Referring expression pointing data
────────────────────
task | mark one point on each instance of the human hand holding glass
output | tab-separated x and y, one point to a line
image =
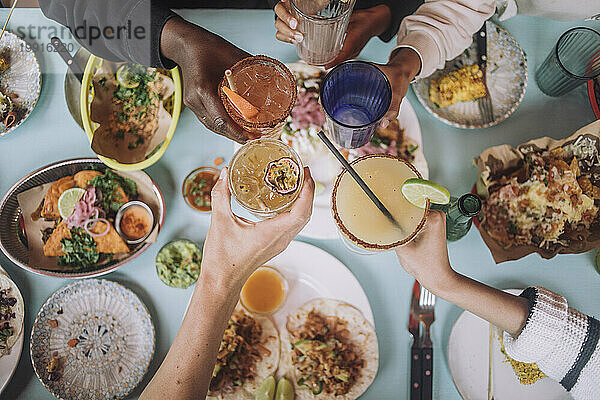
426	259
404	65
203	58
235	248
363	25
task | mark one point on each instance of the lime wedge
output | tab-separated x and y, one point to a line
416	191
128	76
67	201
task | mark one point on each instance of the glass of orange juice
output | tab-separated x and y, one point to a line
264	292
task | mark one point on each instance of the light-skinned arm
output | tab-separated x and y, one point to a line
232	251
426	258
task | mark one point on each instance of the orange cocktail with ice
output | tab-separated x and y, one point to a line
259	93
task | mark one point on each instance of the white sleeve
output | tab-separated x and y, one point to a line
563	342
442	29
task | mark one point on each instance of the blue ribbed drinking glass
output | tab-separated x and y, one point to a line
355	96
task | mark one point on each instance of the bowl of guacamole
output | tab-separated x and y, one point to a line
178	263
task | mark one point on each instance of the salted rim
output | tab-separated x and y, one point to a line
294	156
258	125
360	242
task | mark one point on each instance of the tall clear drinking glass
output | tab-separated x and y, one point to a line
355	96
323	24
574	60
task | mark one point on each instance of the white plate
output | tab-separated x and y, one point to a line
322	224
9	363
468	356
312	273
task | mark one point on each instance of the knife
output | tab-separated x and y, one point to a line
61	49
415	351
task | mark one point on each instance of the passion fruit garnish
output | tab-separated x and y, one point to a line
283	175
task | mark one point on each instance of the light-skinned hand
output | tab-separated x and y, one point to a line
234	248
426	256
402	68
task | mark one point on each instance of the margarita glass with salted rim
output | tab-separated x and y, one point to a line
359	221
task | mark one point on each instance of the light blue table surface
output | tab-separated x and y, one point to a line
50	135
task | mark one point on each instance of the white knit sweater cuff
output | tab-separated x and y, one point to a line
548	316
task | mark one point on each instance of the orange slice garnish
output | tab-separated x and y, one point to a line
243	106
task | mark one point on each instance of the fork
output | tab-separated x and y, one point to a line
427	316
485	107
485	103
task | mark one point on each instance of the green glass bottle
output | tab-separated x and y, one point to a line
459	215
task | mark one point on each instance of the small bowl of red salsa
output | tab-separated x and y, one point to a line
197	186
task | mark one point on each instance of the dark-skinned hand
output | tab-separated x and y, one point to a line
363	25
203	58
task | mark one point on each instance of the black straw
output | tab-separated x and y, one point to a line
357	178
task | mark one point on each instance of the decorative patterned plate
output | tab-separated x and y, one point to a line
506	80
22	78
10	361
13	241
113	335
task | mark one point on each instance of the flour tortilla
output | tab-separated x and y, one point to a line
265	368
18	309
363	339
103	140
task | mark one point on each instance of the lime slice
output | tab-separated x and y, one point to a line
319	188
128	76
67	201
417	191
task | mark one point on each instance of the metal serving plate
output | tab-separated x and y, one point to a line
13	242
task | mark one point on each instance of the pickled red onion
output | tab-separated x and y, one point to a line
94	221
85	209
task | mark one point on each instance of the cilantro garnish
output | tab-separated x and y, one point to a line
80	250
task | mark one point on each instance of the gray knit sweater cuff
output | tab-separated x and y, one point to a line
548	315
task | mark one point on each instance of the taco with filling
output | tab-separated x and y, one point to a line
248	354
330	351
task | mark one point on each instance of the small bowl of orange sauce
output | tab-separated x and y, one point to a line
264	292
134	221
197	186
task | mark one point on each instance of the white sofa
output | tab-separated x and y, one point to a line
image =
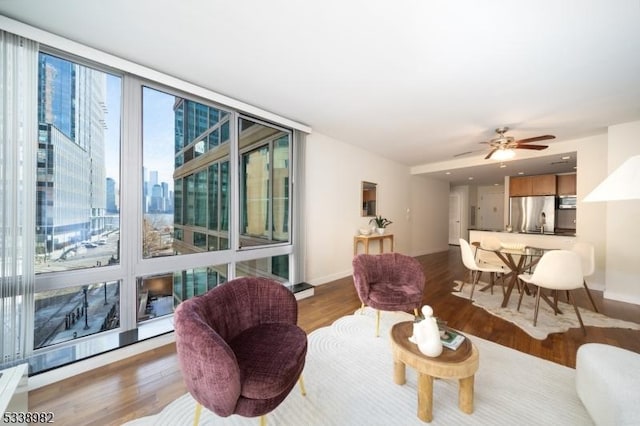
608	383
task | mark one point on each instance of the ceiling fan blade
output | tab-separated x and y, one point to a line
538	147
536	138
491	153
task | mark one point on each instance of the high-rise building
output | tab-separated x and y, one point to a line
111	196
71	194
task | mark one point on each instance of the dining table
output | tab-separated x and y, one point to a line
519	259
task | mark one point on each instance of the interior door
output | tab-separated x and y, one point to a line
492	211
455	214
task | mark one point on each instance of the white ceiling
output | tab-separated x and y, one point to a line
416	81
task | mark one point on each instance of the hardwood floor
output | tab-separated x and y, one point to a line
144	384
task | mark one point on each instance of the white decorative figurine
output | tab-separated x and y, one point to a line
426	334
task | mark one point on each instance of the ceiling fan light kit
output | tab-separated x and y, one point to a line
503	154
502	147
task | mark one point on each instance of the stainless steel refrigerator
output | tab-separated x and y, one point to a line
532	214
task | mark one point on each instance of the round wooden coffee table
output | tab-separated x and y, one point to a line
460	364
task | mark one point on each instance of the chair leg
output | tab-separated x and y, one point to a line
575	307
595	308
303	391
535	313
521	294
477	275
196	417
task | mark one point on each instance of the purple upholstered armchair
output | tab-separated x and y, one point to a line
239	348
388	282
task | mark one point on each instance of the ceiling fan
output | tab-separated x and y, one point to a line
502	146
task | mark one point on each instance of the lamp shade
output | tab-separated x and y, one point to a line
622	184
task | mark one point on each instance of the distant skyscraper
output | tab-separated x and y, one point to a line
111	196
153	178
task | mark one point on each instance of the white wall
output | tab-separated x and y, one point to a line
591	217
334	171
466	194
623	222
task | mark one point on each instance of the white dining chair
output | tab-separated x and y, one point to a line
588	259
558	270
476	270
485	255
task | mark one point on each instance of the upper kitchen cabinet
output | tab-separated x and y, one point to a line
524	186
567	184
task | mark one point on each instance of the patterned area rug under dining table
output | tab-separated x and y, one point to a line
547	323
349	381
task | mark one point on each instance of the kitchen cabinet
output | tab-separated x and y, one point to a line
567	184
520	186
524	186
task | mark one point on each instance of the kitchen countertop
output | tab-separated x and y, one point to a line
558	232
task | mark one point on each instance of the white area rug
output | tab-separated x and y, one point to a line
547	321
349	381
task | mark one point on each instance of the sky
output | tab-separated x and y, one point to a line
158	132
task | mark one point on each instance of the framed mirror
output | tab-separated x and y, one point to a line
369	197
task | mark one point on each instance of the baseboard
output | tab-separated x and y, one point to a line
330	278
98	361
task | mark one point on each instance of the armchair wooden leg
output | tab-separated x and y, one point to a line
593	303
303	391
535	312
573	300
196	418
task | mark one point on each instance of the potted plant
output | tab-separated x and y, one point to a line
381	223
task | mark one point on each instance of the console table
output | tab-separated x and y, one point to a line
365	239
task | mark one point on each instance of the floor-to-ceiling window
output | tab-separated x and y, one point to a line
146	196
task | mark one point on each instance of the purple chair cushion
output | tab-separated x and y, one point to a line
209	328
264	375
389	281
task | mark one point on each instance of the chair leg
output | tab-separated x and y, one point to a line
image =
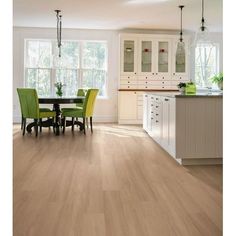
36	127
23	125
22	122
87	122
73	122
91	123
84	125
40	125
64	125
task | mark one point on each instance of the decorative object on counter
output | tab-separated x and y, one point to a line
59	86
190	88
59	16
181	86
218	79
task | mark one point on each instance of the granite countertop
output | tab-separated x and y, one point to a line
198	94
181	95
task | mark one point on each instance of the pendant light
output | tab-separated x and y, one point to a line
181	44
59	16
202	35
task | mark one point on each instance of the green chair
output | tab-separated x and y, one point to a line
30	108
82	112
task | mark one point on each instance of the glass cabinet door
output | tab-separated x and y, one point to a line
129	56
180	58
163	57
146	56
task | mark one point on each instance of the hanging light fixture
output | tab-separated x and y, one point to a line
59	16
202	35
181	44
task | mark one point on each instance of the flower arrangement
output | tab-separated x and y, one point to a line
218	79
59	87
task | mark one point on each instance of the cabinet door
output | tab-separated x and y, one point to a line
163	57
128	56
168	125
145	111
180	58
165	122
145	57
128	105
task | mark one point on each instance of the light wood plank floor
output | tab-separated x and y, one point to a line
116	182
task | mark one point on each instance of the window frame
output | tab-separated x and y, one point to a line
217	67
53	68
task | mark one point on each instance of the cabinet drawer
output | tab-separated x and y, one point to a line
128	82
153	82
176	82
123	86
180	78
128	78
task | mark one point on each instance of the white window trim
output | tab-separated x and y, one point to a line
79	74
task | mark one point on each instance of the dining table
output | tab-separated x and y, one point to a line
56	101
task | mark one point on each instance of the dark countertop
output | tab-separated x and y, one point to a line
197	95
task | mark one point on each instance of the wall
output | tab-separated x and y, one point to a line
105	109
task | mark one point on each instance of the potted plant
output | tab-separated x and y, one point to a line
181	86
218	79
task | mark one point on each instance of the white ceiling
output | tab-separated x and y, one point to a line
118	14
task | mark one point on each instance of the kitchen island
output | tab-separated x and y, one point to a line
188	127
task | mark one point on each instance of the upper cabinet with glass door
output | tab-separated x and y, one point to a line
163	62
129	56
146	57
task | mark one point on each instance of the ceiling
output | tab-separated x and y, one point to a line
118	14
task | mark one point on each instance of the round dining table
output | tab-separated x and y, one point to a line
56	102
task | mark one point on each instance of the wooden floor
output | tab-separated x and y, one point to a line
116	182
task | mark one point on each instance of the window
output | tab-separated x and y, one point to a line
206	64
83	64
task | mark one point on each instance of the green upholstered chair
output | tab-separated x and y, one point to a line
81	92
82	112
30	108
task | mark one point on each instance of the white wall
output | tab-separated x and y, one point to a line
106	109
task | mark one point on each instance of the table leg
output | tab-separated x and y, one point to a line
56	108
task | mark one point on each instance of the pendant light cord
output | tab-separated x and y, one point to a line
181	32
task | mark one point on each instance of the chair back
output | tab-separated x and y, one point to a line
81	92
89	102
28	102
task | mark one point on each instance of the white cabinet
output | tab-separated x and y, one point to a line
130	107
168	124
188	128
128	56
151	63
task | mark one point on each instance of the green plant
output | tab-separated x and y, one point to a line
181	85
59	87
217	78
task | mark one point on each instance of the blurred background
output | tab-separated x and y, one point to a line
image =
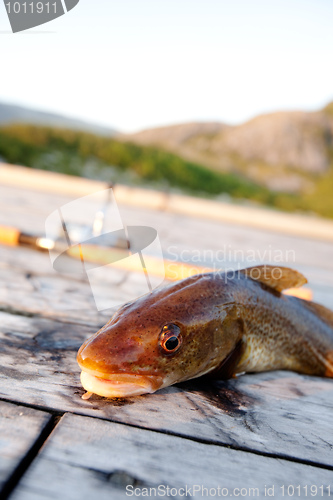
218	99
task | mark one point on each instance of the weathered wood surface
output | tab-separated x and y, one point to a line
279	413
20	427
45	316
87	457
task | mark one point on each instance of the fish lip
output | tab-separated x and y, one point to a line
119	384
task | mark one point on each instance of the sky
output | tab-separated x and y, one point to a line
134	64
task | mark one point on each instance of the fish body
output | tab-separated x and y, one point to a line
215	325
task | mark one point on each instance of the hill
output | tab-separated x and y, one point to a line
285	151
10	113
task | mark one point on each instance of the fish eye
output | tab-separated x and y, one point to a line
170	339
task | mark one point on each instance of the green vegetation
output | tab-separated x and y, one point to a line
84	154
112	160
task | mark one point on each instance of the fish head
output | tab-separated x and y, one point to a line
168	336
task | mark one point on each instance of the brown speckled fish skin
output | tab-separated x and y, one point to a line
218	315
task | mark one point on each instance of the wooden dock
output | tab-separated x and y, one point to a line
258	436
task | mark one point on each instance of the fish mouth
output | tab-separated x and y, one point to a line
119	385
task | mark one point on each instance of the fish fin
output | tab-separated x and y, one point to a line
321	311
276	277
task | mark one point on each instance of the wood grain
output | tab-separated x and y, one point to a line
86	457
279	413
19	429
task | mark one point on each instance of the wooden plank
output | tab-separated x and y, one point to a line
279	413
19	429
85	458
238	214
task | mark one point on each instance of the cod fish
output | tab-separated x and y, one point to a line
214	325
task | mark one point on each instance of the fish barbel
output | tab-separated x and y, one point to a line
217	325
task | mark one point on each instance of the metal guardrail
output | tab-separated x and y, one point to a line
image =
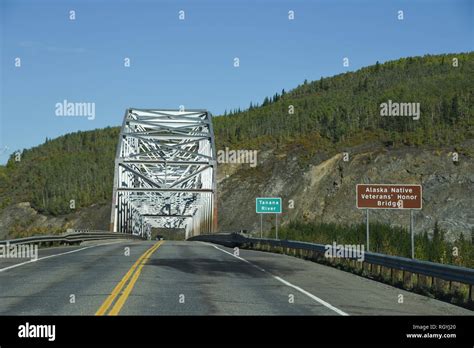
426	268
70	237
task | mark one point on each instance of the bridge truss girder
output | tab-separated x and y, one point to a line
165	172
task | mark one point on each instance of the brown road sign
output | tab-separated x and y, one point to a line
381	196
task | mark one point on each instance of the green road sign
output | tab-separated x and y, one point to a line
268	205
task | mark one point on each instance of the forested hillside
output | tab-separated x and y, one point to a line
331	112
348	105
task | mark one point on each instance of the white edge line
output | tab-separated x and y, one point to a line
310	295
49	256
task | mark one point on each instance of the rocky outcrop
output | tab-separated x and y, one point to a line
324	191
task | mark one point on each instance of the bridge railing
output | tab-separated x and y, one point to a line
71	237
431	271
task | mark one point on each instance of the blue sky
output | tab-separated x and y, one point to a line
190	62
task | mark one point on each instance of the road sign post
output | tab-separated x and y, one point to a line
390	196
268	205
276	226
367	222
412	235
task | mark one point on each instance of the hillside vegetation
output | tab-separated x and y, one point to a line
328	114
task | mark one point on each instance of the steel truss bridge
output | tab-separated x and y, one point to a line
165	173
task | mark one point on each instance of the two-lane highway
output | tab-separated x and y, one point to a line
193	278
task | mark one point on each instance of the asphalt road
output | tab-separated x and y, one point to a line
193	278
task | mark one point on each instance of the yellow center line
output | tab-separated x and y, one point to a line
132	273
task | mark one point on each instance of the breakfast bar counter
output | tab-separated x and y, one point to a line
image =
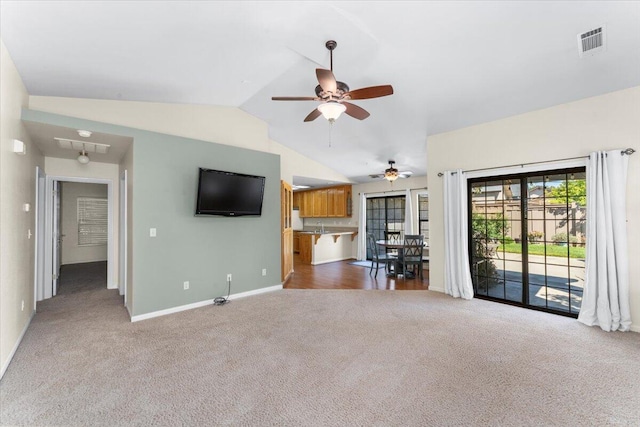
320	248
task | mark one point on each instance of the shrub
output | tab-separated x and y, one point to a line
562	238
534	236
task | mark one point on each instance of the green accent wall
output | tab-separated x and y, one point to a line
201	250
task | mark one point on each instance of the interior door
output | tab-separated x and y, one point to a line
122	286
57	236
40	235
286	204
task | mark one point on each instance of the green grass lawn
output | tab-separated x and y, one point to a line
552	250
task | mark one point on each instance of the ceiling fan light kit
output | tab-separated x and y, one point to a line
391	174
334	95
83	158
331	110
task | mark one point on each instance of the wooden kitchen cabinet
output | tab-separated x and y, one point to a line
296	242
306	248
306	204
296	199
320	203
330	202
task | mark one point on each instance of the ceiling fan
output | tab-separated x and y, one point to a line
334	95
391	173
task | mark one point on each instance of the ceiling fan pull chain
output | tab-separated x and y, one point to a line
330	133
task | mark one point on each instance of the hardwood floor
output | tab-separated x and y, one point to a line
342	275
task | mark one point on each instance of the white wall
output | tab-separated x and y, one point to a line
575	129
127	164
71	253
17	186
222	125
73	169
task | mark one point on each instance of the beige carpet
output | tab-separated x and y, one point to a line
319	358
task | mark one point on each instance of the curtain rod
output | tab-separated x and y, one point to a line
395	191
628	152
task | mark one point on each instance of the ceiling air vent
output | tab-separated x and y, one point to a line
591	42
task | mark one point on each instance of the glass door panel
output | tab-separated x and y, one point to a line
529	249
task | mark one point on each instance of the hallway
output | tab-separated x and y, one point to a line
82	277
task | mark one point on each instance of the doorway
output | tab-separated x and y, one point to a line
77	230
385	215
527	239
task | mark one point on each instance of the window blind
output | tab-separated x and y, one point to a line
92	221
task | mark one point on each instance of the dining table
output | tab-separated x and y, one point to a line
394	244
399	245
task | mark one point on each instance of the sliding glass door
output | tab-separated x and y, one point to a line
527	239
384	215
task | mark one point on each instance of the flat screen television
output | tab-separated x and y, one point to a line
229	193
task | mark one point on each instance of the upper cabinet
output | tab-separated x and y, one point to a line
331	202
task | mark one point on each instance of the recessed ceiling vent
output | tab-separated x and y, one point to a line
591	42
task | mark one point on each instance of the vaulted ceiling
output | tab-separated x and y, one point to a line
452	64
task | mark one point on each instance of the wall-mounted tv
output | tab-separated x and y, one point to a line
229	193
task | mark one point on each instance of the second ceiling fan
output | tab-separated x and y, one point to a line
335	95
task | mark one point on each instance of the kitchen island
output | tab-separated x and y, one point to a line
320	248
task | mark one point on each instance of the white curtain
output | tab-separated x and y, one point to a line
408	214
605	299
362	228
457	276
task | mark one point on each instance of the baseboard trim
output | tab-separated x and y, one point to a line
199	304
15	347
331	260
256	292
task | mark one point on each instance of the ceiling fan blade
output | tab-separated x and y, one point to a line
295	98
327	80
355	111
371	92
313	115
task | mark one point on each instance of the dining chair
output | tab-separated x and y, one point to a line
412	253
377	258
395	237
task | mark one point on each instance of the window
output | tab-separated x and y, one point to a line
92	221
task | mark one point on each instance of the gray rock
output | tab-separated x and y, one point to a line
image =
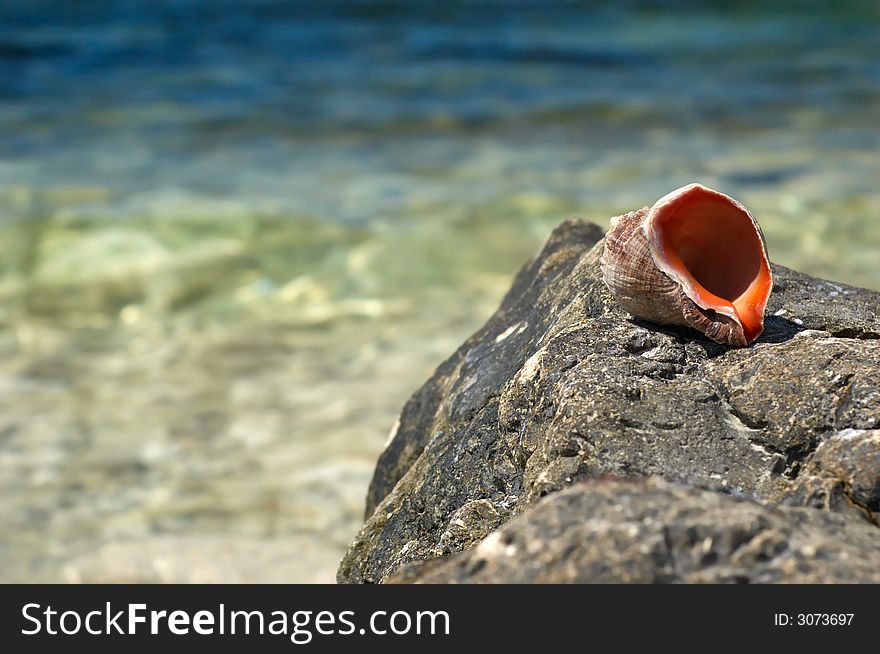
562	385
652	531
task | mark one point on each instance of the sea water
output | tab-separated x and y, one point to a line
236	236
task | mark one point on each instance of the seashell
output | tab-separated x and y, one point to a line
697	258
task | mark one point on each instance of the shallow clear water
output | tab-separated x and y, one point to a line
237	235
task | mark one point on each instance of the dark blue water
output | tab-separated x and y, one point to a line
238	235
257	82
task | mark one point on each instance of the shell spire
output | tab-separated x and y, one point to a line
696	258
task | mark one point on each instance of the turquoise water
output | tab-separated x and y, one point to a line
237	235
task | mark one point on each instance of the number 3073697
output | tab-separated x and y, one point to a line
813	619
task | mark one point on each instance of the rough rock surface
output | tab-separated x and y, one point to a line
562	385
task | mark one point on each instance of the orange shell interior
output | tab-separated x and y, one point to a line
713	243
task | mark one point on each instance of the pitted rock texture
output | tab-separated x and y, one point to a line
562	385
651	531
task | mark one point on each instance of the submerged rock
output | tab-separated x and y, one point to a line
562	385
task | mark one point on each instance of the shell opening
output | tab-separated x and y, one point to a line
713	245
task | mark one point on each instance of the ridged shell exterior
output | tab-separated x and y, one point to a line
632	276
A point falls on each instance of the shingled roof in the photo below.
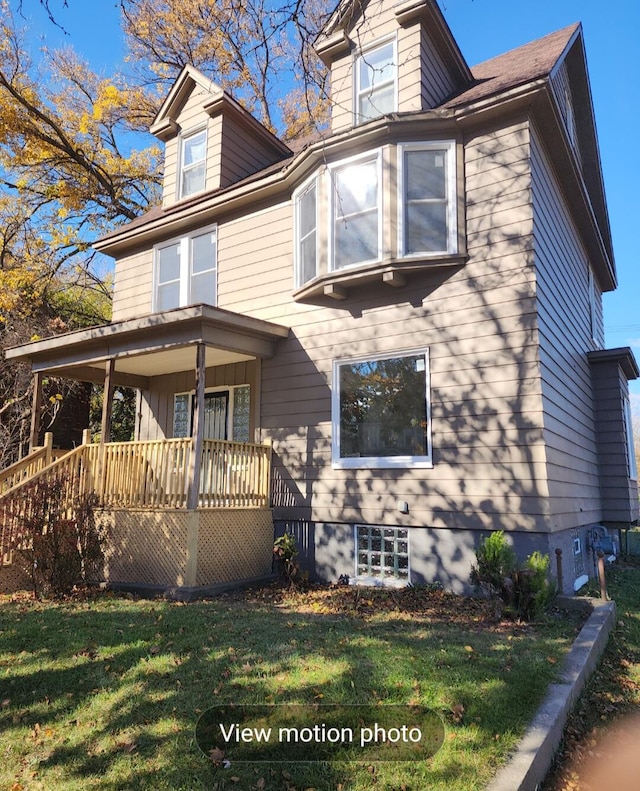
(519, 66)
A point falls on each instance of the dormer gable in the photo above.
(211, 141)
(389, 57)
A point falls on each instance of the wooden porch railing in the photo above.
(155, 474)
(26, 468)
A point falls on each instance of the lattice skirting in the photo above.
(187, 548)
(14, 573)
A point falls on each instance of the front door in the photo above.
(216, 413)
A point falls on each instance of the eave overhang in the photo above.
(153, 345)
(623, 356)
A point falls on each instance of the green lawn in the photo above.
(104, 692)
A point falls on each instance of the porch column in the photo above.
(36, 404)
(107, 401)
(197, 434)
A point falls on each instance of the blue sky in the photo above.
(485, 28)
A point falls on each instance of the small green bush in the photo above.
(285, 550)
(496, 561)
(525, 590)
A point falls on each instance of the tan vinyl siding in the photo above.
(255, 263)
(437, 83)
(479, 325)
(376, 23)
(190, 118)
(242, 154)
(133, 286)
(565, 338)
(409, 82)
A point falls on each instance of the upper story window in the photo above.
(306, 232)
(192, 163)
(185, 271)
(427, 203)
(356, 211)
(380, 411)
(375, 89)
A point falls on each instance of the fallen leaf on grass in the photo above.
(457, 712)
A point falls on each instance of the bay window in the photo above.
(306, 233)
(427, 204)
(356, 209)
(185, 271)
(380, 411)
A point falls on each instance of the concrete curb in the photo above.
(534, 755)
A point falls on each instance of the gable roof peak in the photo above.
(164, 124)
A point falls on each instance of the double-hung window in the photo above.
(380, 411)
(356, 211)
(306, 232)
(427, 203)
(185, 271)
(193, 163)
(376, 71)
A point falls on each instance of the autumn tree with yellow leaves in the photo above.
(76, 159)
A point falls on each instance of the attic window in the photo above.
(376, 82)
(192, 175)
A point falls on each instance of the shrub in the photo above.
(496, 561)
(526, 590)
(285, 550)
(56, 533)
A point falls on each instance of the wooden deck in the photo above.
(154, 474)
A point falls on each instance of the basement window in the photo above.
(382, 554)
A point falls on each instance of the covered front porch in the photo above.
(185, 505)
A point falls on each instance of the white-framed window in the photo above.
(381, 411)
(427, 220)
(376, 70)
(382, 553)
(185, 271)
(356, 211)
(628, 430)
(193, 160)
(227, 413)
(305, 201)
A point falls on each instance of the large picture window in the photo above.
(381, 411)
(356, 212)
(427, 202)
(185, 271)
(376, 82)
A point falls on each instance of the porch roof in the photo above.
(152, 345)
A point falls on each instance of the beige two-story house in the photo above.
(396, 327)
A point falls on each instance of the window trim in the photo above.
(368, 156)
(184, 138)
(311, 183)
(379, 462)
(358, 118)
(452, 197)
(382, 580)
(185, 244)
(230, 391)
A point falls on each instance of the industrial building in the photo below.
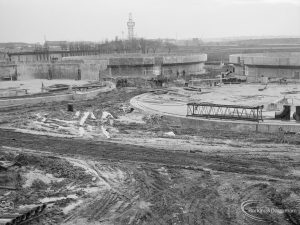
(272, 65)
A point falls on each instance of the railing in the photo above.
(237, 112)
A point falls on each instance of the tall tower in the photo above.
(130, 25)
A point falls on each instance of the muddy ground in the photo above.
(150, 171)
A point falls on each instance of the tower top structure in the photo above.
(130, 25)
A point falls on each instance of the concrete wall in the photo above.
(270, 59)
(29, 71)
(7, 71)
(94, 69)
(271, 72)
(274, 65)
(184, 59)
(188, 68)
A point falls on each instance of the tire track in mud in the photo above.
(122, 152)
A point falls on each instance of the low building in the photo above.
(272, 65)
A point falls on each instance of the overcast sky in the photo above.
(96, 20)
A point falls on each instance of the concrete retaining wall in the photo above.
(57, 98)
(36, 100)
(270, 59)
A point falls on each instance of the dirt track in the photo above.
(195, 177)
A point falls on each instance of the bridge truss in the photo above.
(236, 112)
────────────────────
#### What you need to do:
Which lines of the records above contain the word "dark"? Report each one.

#### Task answer:
task | mark one point on each instance of the dark-skinned hand
task | mark one point on each instance of the dark countertop
task | mark one point on each instance of the dark blue water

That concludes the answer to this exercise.